* _PAGE EXCERPT_:
Until relatively recently, the Navajo did not live in groups large enough to be called villages or towns; they settled in smaller family groups in desirable locations dispersed throughout the reservation. In their matrilineal society, the grandmother is the central person in the family, and the children belong to her clan. Since it is taboo for a Navajo man to look upon or socialize with his mother-in-law, a woman and her husband do not live with the wife’s mother but have their home nearby so that mother, daughter, and grandchildren can spend much time together. The typical Navajo dwelling is the hogan, which is round or hexagonal and built of logs and adobe, with an air vent in the center of the roof.

Among the Navajo, ownership of property is individual, so that wife and husband have their own to do with as they choose. The wife usually owns the house and has her own crops and livestock, which she and the children tend. Additionally, the money she makes from her pottery and weaving is hers to keep. The husband has income from his own livestock and crops, plus whatever money he earns from his jewelry making or any other kinds of employment. It is he who represents the family at ceremonials and other public functions.

Weaving and Silversmithing

Traditionally, Navajo women make the pottery and weave the textiles. The earliest Navajo weavings were woolen wearing blankets, made on an upright loom which was adapted from one used by the Puebloans to weave their own cotton textiles. After the establishment of trading posts on the reservation in the early 1870s, the traders persuaded the Navajo to weave heavier textiles which could serve as rugs, having discovered that there was a market for these in the eastern United States. At the time, Turkish carpets were very popular with eastern buyers but were fairly expensive, so Turkish designs had been reproduced on linoleum—a less costly floor covering. Each trader provided the weavers in his area with samples of different Turkish designs on linoleum, declaring that he would henceforth buy nothing from them but rugs woven in these patterns. The Navajo weavers made their own adaptations from these designs, which evolved into beautiful and exquisite Navajo rugs.

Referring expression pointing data
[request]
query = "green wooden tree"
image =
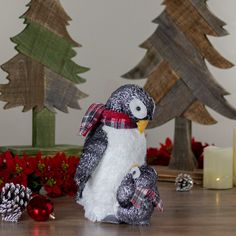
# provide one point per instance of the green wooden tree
(42, 76)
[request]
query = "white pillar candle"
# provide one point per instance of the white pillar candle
(218, 168)
(234, 157)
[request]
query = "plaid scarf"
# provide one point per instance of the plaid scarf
(97, 113)
(140, 194)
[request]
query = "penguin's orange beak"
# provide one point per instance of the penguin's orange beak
(142, 124)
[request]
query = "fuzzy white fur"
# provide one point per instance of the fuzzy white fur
(126, 147)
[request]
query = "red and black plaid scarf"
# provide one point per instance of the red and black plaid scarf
(98, 113)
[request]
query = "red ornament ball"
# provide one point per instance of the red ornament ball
(40, 208)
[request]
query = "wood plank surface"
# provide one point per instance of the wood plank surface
(192, 70)
(50, 14)
(194, 213)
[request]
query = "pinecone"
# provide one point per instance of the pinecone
(14, 199)
(183, 182)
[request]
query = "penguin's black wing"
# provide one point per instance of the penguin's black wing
(94, 148)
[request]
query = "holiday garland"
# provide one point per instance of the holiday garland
(161, 156)
(55, 174)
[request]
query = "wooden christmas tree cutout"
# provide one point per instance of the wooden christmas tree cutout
(42, 76)
(178, 78)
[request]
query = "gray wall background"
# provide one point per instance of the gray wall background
(110, 32)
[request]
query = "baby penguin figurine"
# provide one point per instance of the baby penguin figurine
(137, 196)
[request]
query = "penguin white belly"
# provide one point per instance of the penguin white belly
(126, 147)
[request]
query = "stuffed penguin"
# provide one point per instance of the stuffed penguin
(137, 196)
(115, 142)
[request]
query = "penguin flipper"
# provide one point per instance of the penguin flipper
(94, 148)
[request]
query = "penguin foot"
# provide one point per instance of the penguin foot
(111, 219)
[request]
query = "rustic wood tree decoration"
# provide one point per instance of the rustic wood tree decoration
(42, 76)
(178, 78)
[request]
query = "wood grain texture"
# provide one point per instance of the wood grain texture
(192, 69)
(56, 53)
(146, 65)
(161, 81)
(216, 23)
(182, 157)
(199, 212)
(195, 29)
(43, 129)
(32, 85)
(60, 93)
(199, 114)
(173, 104)
(50, 14)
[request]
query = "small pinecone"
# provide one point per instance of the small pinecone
(183, 182)
(14, 199)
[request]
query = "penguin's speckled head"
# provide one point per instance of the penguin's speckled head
(133, 101)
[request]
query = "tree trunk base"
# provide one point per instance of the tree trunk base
(182, 156)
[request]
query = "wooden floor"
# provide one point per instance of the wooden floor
(199, 212)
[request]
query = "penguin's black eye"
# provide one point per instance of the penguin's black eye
(138, 109)
(135, 172)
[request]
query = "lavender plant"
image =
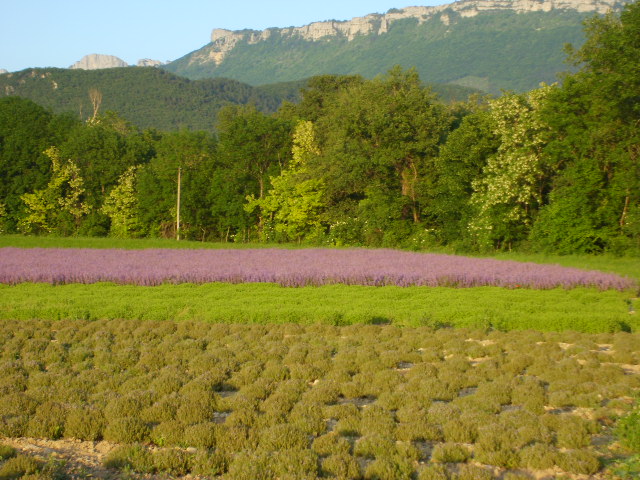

* _WORK ORDER 1_:
Copy the passage on Navajo family life and crafts word for word, starting at the words "Until relatively recently, the" and stopping after the words "of the roof.".
* _WORK ORDER 2_:
Continue the passage on Navajo family life and crafts, picking up right after its final sentence.

* _ANSWER SECTION 1_:
Until relatively recently, the Navajo did not live in groups large enough to be called villages or towns; they settled in smaller family groups in desirable locations dispersed throughout the reservation. In their matrilineal society, the grandmother is the central person in the family, and the children belong to her clan. Since it is taboo for a Navajo man to look upon or socialize with his mother-in-law, a woman and her husband do not live with the wife’s mother but have their home nearby so that mother, daughter, and grandchildren can spend much time together. The typical Navajo dwelling is the hogan, which is round or hexagonal and built of logs and adobe, with an air vent in the center of the roof.

* _ANSWER SECTION 2_:
Navajo men have always excelled in silversmithing and have led the way in the overall development of this art in the Southwest. The first smith was Atsidi Sani, who learned to work iron from a Mexican smith around 1850. He made knife blades, bits, and bridles, which he sold to earn his living. During the Bosque Redondo captivity, he taught other Navajo to work with iron, copper, and brass. After returning home, Atsidi Sani learned to work silver from the same Mexican smith and then taught his sons and other Navajo. The forms and the decorative styles originated by the Navajo have been adopted by other tribes, but Navajo silver has remained the most widely known and is the badge of distinction among the Navajo themselves.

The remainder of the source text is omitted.